Task objective
Without the images, write out all of the following entries exactly.

Information given
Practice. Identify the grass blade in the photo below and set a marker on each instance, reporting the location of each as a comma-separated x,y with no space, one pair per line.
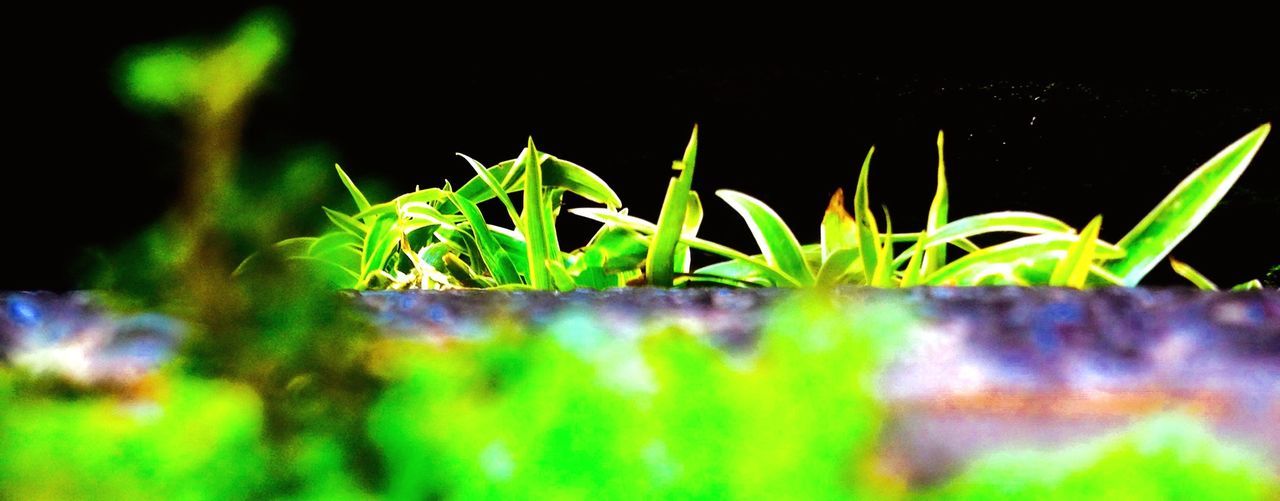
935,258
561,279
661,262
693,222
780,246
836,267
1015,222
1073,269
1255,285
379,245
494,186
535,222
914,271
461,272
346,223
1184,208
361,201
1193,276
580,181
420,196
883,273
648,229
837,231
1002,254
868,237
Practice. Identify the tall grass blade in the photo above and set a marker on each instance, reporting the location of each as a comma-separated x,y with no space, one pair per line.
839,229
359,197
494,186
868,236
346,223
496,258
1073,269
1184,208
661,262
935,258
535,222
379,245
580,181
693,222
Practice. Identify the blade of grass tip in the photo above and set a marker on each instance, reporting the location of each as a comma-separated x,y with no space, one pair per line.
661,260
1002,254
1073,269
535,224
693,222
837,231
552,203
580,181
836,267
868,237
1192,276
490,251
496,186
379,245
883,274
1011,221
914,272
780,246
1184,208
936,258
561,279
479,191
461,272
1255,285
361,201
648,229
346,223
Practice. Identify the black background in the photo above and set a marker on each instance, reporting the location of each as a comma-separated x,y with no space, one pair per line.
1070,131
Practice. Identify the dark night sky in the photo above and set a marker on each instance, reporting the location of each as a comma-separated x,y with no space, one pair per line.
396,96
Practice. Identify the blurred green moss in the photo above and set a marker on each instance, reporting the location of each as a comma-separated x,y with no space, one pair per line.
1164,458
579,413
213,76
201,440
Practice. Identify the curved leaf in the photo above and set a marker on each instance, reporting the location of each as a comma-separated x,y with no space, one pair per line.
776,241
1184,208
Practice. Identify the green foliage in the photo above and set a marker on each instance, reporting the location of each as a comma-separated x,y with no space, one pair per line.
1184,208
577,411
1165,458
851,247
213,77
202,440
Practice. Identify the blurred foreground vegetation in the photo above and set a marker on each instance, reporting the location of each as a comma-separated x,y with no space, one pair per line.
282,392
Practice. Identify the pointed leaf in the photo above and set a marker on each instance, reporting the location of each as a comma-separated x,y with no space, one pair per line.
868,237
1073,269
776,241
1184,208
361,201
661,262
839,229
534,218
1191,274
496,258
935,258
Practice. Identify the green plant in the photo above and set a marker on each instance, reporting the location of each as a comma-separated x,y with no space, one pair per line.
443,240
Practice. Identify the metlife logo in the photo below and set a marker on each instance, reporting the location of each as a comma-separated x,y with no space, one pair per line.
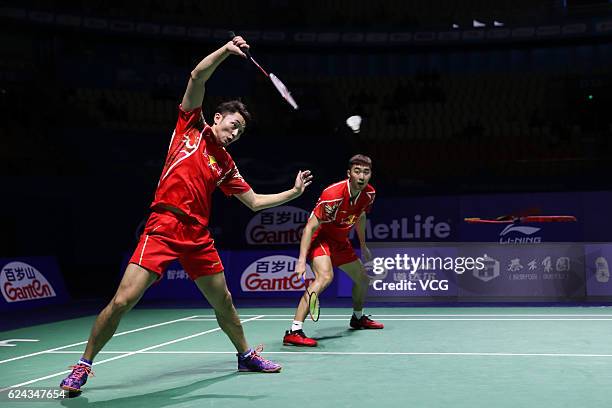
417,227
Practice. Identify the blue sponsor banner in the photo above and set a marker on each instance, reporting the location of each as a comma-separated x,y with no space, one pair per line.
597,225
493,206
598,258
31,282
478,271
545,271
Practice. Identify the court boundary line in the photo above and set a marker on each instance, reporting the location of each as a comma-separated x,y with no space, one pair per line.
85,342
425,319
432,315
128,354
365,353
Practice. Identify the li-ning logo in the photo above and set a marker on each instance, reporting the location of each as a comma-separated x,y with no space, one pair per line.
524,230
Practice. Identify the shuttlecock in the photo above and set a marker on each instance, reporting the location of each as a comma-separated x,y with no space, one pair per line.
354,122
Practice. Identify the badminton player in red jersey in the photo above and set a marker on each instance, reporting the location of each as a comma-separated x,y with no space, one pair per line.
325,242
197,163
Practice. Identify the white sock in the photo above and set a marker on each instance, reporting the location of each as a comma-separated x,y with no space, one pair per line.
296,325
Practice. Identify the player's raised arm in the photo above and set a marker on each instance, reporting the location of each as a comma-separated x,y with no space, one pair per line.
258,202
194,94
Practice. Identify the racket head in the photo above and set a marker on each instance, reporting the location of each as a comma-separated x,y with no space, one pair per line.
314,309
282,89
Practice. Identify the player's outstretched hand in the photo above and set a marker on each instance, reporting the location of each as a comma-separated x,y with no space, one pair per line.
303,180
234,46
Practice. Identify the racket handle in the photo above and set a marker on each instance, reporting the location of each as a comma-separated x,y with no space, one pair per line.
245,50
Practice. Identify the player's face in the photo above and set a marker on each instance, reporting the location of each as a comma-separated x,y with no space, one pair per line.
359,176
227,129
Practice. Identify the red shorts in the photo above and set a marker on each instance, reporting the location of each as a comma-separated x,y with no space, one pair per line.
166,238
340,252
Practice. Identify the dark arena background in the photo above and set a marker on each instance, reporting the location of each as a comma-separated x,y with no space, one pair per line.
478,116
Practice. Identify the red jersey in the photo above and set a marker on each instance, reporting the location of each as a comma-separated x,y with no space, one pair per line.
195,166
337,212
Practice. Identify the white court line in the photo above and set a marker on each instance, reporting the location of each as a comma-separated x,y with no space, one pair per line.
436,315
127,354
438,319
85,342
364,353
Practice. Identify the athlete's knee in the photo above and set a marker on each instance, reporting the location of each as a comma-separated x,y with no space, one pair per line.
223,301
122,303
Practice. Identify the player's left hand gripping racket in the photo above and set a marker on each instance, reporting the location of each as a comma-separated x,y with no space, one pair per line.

Response box
Practice. Identify the grass blade in the photo below and set a marker on each instance, reporting the location of each as a comma-separated x,y with no space, one pair per line.
935,258
561,279
661,262
693,222
780,246
836,267
1015,222
1073,269
1255,285
379,245
494,186
535,222
914,271
461,272
346,223
1184,208
361,201
1193,276
580,181
420,196
883,273
648,229
837,231
1002,254
868,237
Practice. Identify the tall grass blade in the photo above and set a marker on each instance, reporting the location of each as a comma-separated x,y with no space, one pair per line.
839,229
359,197
494,186
868,236
346,223
496,258
1073,269
1184,208
661,262
935,258
535,222
379,245
580,181
693,222
Practice. Identify the blade of grass tip in the photo above and set a marker on each instance, reporting the location of each as a comma-separated x,y with no space, one pair per line.
661,260
1002,254
1073,269
535,224
693,222
837,231
552,203
580,181
836,267
868,237
1192,276
490,251
496,186
379,245
883,274
1011,221
914,272
780,246
1184,208
936,258
561,279
479,191
461,272
1255,285
361,201
648,229
346,223
Practice. Identify the black background in the photo above and set a marker on each instance, reporting the location of each as a comma-separated x,y with no space, one pair per line.
1070,131
Practice. Identify the dark night sky in the photo above and set a marker on each instance, reporting the location of each as a comma-separated x,y with no space, one pair per line.
396,96
Practice. Identify the blurred green moss in the photo above and set a marker on each instance, reporting the location of each as a comma-separated x,y with no space, one pair per line.
1164,458
579,413
213,76
201,440
Practice. Identify the curved leaf in the photo above and set a marker on each instance, reporting the location of each as a comma-separated x,y with no space, one pair per line.
776,241
1184,208
Practice. Identify the green foliage in the photo above and set a marker on each instance, reporting the location of each as a comma-separated x,y with no space, one pair per line.
1184,208
577,411
1165,458
851,247
213,77
202,440
Practice. Identify the blurred foreground vegetation in the photo above and set a marker on each instance, reporting the location of each as a comma-separated x,y with no space, one pair per line.
282,392
Practice. Identify the pointed leaf in the photo above and set a marker on each instance, reporting the location of each as a comma-separated x,y with no space, one pair per line.
868,237
1073,269
776,241
1184,208
361,201
661,262
839,229
534,218
1191,274
496,258
935,258
Practice. Identify the green plant in the photo above and set a marker on each instance, reporting the location of each as a comma-separated x,y with no space, one pair per line.
443,240
Practice. Identify the metlife logo in the photo below and set a marker on each instance, reporting the location of each as a comma-separated x,y with no space, one pair per line.
417,227
Practice. Identify the blue sponsor banner in the photo above and set a marker on each instance, reporting the location of each as a comma-separated x,y with no space, one pair per line.
597,225
493,206
598,258
31,282
478,271
545,271
Practice. Identify the court boundary line in the photo above and set a marker on each instance, reporting the location of each as a comma-separated x,y with no space, one pair per line.
85,342
425,319
432,315
128,354
365,353
Practice. Identify the li-ning logo in the photo above and set a marker on each instance, reporting the location of each as a comma-separated x,y with no space, one pair per line.
524,230
Practice. Identify the shuttlecock in the photo above and set a marker on each instance, reporting the location of each as a comma-separated x,y with no space, one pair per line.
354,122
Practice. Identify the badminton player in red jersey in the photo above and set a marker on each instance, reporting the location of each as a comma-separated x,y with no space, one pair per line.
325,242
197,163
Practice. Identify the white sock in the photo above and set a marker on each instance, reporting the location of each as a comma-separated x,y with no space, one pair per line.
296,325
Practice. Identify the player's raised arm in the photo above and set a marker on each instance, reporting the location of each as a comma-separated x,y with no space, one pair per line.
258,202
194,94
Practice. Identify the racket head in the photo above and set a marker on each instance, reporting the location of each as a comma-separated x,y with no space, one pair per line.
314,309
282,89
Practice. Identify the player's outstretched hand in the photo above and set a marker on each instance, reporting the location of each as a comma-separated x,y with no space, one pair per line.
303,180
234,46
Practice. Identify the racket handle in the photo above and set a marker on each instance, reporting the location of each as a comma-separated x,y with no space, one pair per line.
245,50
Practice. Identify the player's face in the photo above and set a marker on each instance, reporting the location of each as a comma-separated x,y with no space, one pair per line.
359,176
227,129
Practice. Identify the red shorts in the photo above and set a marker on each instance, reporting the location of each as a comma-separated x,y with no space, one pair per line.
166,238
340,252
Practice. Identify the dark arena background in the photo above and set a marker on each instance, reporting the location of each as a comma-separated x,y with no space, one pair per line.
478,116
Practice. Identify the red jersey in the photo above and set a marker on each instance, reporting the location of each as a comma-separated x,y with no space, one pair per line.
195,166
337,212
Practice. Identify the white court line in the photo above and set a marker on each instance, reporting the location of each as a comma-separated x,y with no space, one pair per line.
436,315
127,354
438,319
85,342
364,353
Practice. Identify the athlete's knee in the photo above and set a marker on each instance, reporting the location of each as a comma-separated x,y with no space, one pair per line.
223,301
122,303
Practice. Identify the player's left hand gripping racket in the photo above and set a marker on each instance, reporting the location of each as a comma-separated x,y with no space, one pair per line.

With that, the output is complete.